- Opening Delimiter -

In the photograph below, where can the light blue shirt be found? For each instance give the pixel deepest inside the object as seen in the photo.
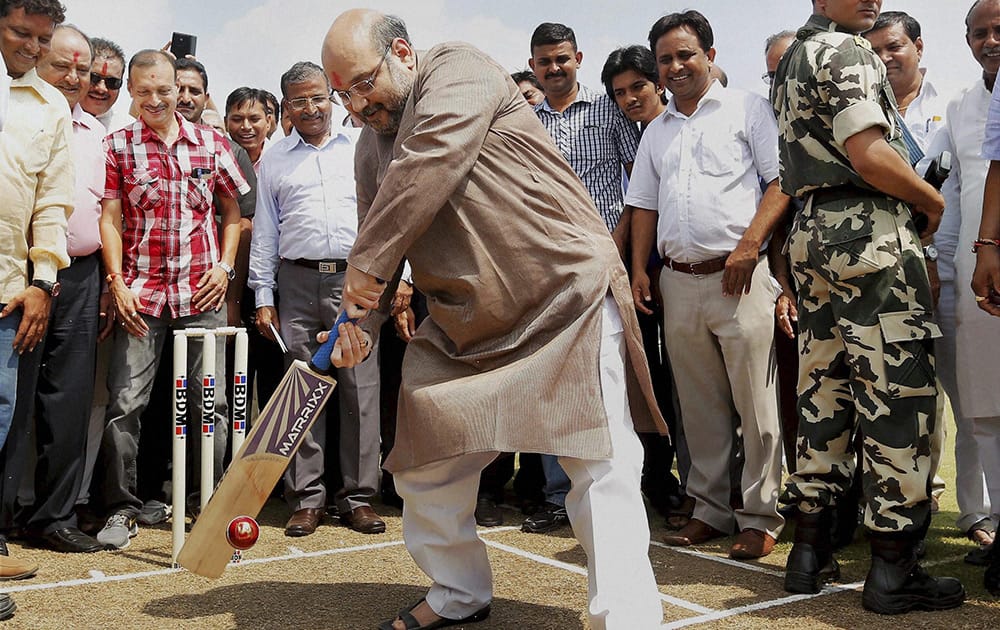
(306, 206)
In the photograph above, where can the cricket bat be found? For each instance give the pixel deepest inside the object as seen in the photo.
(256, 468)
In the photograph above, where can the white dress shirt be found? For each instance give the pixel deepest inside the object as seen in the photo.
(977, 335)
(4, 91)
(700, 172)
(925, 113)
(306, 206)
(83, 235)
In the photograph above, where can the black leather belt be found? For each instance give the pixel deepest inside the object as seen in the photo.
(839, 193)
(702, 268)
(322, 266)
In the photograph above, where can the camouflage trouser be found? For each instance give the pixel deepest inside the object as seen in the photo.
(866, 360)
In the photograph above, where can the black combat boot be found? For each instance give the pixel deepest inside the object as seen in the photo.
(991, 579)
(811, 563)
(897, 583)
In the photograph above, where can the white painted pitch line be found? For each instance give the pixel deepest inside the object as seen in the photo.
(774, 603)
(791, 599)
(675, 601)
(727, 561)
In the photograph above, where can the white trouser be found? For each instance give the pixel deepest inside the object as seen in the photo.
(987, 434)
(604, 505)
(970, 484)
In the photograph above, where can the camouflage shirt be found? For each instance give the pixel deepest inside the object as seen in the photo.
(828, 86)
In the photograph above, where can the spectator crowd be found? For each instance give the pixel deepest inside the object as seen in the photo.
(815, 291)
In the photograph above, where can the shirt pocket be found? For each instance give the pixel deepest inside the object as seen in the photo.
(717, 155)
(852, 244)
(199, 195)
(594, 143)
(143, 190)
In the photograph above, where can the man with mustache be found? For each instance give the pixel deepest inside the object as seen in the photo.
(107, 74)
(865, 310)
(36, 184)
(598, 141)
(166, 268)
(304, 229)
(57, 372)
(531, 342)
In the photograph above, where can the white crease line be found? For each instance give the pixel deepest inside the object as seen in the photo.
(791, 599)
(774, 603)
(581, 571)
(727, 561)
(100, 578)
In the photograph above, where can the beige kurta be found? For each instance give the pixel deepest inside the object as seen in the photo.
(515, 262)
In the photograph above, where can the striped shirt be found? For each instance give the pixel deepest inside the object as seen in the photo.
(596, 139)
(169, 238)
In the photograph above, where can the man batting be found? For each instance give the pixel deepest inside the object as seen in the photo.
(532, 344)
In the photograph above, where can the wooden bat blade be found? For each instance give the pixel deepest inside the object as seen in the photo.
(247, 483)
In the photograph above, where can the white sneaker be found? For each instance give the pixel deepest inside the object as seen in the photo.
(118, 531)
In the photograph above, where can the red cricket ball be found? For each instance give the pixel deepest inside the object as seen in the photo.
(242, 532)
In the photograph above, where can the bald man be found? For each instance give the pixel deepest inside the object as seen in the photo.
(531, 343)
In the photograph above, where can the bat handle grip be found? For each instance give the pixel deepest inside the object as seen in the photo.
(320, 361)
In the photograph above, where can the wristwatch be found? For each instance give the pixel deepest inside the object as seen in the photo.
(930, 252)
(52, 288)
(228, 269)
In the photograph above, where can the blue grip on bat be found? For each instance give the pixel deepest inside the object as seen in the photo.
(320, 361)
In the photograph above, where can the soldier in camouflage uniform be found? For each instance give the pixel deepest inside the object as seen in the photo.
(864, 309)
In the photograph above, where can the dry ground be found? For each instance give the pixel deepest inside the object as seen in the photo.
(340, 579)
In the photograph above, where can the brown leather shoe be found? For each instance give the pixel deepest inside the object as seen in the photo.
(694, 533)
(750, 544)
(14, 569)
(303, 522)
(363, 519)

- Closing Delimiter -

Exercise description
Would you return exactly the lines from the one containing "In the photograph above, where can the red" through the end of the listing, both included, and only them?

Answer section
In the photograph above, where can the red cricket ball be found? For each instance give the pixel deepest inside the object as seen in the photo.
(242, 532)
In the photograph above, where can the bald man be found? For each instance give the pixel deepest inside the object as seen in the photo.
(531, 343)
In the photograph above, where can the bat handle grip be found? For each instance give the pixel deepest inside the object as seen in the photo.
(320, 361)
In the photograph above, where can the wristwatch be found? For each instance give the pixel deepest inside the object as seen in the photo.
(930, 252)
(52, 288)
(228, 269)
In the photograph above, where can the blue grip on bat be found? For each instance give the pixel deepest inside the object as seen in the photo.
(320, 361)
In the photograph above, where can the soldier in camouflage uniform be found? For each instance give the pixel deepest inside the object as seen in the photo.
(864, 309)
In the photograph above, where can the dry ground be found? For each instance give the pixel deepest inside the object as seen in the photo.
(340, 579)
In the photograph above, where can the brown leather shoe be found? For each instance give the pixel deepest inside the object as seen in the photo.
(694, 533)
(750, 544)
(14, 569)
(303, 522)
(363, 519)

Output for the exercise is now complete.